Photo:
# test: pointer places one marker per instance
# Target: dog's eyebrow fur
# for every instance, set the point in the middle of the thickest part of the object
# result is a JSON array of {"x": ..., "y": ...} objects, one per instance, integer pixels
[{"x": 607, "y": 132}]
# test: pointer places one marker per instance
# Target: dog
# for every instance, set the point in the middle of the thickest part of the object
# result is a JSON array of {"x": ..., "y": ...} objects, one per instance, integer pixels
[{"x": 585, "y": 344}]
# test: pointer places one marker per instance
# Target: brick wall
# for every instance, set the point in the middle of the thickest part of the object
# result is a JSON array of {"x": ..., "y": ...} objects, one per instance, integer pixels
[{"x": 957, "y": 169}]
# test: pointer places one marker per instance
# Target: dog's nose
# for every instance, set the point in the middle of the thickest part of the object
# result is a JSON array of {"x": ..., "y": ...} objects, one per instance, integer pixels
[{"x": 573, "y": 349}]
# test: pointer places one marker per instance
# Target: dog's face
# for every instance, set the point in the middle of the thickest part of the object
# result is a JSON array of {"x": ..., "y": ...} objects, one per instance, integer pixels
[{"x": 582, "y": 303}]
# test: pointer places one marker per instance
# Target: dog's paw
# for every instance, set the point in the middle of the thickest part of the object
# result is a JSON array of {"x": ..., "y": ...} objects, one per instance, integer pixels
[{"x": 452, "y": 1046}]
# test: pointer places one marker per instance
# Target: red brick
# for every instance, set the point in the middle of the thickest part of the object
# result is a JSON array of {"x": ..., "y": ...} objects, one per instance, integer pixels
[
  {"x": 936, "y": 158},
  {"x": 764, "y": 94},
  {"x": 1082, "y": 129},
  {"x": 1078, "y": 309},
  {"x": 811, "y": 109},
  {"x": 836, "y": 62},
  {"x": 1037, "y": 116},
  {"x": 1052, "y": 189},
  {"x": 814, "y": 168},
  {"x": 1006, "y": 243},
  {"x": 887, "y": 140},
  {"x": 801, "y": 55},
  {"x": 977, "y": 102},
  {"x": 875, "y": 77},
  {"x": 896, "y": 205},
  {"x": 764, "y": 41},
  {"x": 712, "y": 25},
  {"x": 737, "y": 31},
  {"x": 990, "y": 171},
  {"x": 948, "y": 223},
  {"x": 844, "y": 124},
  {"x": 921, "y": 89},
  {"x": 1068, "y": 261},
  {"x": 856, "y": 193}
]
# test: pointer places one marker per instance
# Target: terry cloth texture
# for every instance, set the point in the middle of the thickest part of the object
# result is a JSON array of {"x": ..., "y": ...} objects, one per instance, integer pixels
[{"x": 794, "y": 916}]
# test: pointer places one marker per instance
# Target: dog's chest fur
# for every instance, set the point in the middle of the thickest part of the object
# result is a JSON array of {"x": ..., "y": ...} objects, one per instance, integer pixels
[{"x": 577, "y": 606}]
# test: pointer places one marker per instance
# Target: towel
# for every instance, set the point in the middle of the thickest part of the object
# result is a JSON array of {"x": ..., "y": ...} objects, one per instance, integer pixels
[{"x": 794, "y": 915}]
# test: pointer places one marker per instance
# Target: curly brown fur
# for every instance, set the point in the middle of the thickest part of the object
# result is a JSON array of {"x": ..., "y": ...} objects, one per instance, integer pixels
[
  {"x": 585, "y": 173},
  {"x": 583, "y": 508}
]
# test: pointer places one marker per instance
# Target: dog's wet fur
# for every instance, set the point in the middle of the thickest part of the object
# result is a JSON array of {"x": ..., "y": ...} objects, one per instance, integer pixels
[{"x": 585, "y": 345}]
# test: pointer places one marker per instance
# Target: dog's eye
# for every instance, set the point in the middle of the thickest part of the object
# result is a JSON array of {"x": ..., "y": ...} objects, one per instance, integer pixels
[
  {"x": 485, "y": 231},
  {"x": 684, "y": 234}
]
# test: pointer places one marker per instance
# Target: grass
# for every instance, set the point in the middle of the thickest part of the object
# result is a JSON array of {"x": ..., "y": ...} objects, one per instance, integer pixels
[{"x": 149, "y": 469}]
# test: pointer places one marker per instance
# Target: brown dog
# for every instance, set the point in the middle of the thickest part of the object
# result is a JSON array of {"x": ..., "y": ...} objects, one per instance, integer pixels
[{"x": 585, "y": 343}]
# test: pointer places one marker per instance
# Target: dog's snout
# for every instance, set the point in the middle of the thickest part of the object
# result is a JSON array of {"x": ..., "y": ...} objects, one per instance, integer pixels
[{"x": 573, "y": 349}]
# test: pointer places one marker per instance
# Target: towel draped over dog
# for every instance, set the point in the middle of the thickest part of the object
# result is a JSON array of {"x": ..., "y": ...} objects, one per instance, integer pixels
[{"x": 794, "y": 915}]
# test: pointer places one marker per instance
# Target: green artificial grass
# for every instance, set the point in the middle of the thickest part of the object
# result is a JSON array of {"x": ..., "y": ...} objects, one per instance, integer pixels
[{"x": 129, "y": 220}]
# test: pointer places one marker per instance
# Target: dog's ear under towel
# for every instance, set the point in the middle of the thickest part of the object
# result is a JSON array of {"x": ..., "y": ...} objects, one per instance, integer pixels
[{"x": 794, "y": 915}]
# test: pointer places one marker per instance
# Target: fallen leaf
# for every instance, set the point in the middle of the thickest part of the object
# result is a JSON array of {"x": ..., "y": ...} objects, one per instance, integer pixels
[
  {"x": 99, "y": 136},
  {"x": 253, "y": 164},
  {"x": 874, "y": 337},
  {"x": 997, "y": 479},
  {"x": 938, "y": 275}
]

════════

**Directive**
Extract the data in full. Keep it word for word.

**Full response**
Photo:
# test: pointer places one marker per instance
# Target: dog's eyebrow fur
# for every instance, set the point in the middle of the thickest part of the object
# result is a JSON array of {"x": ..., "y": ...} objects, one per instance, integer pixels
[{"x": 607, "y": 132}]
# test: pointer places one marker per instance
# Target: dog
# for every instance, set the point in the middle of the thickest part of the object
# result is a JSON array of {"x": ..., "y": ...} objects, one per instance, integer pixels
[{"x": 585, "y": 344}]
# test: pointer places one marker per instance
# Target: brick wall
# for every instance, set the point in the middle of the thickest part of the object
# result is a JSON array of {"x": ..., "y": ...} objects, one per instance, integer pixels
[{"x": 957, "y": 169}]
# test: pointer places one marker per instance
# Target: dog's nose
# for every instance, set the point in the middle of the thickest part of the object
# result is a JSON array of {"x": ..., "y": ...} objects, one per instance, integer pixels
[{"x": 573, "y": 349}]
# test: pointer places one marker per instance
# Target: dog's face
# for every instance, set the point in the middle of the thickest part of the object
# result is a JSON array of {"x": ..., "y": ...} objects, one per instance, integer pixels
[{"x": 582, "y": 303}]
# test: pointer places one marker per instance
# Target: dog's paw
# for every instance, set the point in the middle of the thickest part of the object
# result is a JSON array of {"x": ..., "y": ...} objects, one per instance, integer pixels
[{"x": 452, "y": 1046}]
# test: pointer places one marker per instance
# Target: red brick
# for every instance, set the point in the middle of the thickest part of the object
# result is a JSON array of {"x": ..., "y": ...} objects, one per instance, integer pixels
[
  {"x": 936, "y": 158},
  {"x": 764, "y": 94},
  {"x": 1082, "y": 129},
  {"x": 1078, "y": 309},
  {"x": 811, "y": 109},
  {"x": 836, "y": 62},
  {"x": 1037, "y": 116},
  {"x": 1052, "y": 189},
  {"x": 814, "y": 168},
  {"x": 1006, "y": 243},
  {"x": 887, "y": 140},
  {"x": 801, "y": 55},
  {"x": 977, "y": 102},
  {"x": 875, "y": 77},
  {"x": 896, "y": 205},
  {"x": 764, "y": 41},
  {"x": 712, "y": 25},
  {"x": 737, "y": 31},
  {"x": 990, "y": 171},
  {"x": 948, "y": 223},
  {"x": 844, "y": 124},
  {"x": 921, "y": 89},
  {"x": 1068, "y": 261},
  {"x": 856, "y": 193}
]
# test: pointer places one marker per instance
# Target: terry cloth texture
# for every instance, set the point in the middle of the thickest part of the object
# result is a JSON array of {"x": ..., "y": ...} objects, one per instance, integer pixels
[{"x": 794, "y": 916}]
# test: pointer places one marker per instance
# Target: dog's chest fur
# for every instance, set the point in the middle of the thickest part of the object
# result is a JSON array of {"x": ..., "y": ...} objects, one per instance, integer pixels
[{"x": 577, "y": 606}]
# test: pointer places one marker per instance
# Target: towel
# for every instance, set the point in the middle of the thickest part of the object
# result is a JSON array of {"x": ..., "y": ...} objects, one per instance, integer pixels
[{"x": 794, "y": 915}]
# test: pointer places one marker per instance
# Target: curly brown fur
# for every instance, set the point in the middle of the thickest part of the object
# result is a JSON array of {"x": ..., "y": ...} objects, one per instance, integer pixels
[
  {"x": 585, "y": 173},
  {"x": 583, "y": 508}
]
# test: pointer places one marker per instance
# Target: dog's wet fur
# for every instance, set the point in the middle of the thickest part of the object
# result is a JSON array of {"x": ..., "y": ...} objects, one per instance, integer pixels
[{"x": 585, "y": 345}]
# test: pointer places one marker per instance
# Target: dog's eye
# for every instance, set the point in the middle of the thickest part of the object
# result is a JSON array of {"x": ..., "y": ...} objects, one per instance, integer pixels
[
  {"x": 485, "y": 231},
  {"x": 684, "y": 234}
]
# test: pointer places one marker per instance
# Target: grass
# for every instance, set the point in the middle of the thickest part of the object
# result is a JSON array of {"x": ..., "y": ...} objects, one per instance, integer pixels
[{"x": 149, "y": 469}]
# test: pointer places one marker per instance
# Target: brown dog
# for every instance, set the point in the middle of the thickest part of the object
# result is a JSON array of {"x": ..., "y": ...} objects, one per instance, integer pixels
[{"x": 585, "y": 343}]
# test: pointer places one marker per instance
# Target: dog's snout
# for every instance, set the point in the middle of the thickest part of the object
# result is a JSON array of {"x": ..., "y": ...} objects, one per instance, integer pixels
[{"x": 573, "y": 349}]
# test: pointer places one marker per instance
# Target: towel draped over dog
# for every instance, set the point in the middle of the thickest part of the object
# result is a JSON array of {"x": ..., "y": ...} objects, one per instance, integer pixels
[{"x": 794, "y": 915}]
# test: pointer places one marker per instance
# Target: green artificial grass
# for every instance, set the point in the middle of the thickest part of the object
# result is a JSON array of {"x": ..., "y": ...} objects, one per instance, integer pixels
[{"x": 129, "y": 220}]
# test: pointer places one marker per instance
# Target: dog's ear under towel
# for every instance, set the point in the middle of the thickest part of the object
# result is a JSON array of {"x": ..., "y": ...} objects, one per instance, integer pixels
[{"x": 794, "y": 915}]
# test: pointer places one marker per instance
# Target: fallen leaf
# for every instance, set the point in the middle of the thickest part of the object
# result is a JSON array of {"x": ..., "y": ...} objects, one per instance, integer pixels
[
  {"x": 99, "y": 136},
  {"x": 253, "y": 164},
  {"x": 874, "y": 337},
  {"x": 997, "y": 479},
  {"x": 938, "y": 275}
]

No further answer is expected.